## YOUR INSTRUCTIONS
Print the complete set of entries exactly.
· · · · · · ·
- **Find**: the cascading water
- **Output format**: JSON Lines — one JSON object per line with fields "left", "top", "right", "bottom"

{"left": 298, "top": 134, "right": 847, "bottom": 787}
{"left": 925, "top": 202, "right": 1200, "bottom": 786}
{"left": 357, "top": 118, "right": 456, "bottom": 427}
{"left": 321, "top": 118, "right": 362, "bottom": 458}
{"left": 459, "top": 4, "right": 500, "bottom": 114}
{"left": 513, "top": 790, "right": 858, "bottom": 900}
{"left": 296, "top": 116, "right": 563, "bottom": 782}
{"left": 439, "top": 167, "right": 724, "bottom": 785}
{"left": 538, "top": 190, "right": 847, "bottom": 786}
· · · · · · ·
## EXPECTED ANSWER
- **Find**: the cascading water
- **Output format**: JSON Lines — one JSON object per line with fields "left", "top", "right", "bottom"

{"left": 298, "top": 134, "right": 847, "bottom": 787}
{"left": 925, "top": 202, "right": 1200, "bottom": 786}
{"left": 357, "top": 118, "right": 456, "bottom": 427}
{"left": 321, "top": 118, "right": 362, "bottom": 458}
{"left": 459, "top": 4, "right": 500, "bottom": 114}
{"left": 513, "top": 790, "right": 858, "bottom": 900}
{"left": 296, "top": 116, "right": 563, "bottom": 782}
{"left": 439, "top": 167, "right": 724, "bottom": 785}
{"left": 538, "top": 190, "right": 847, "bottom": 786}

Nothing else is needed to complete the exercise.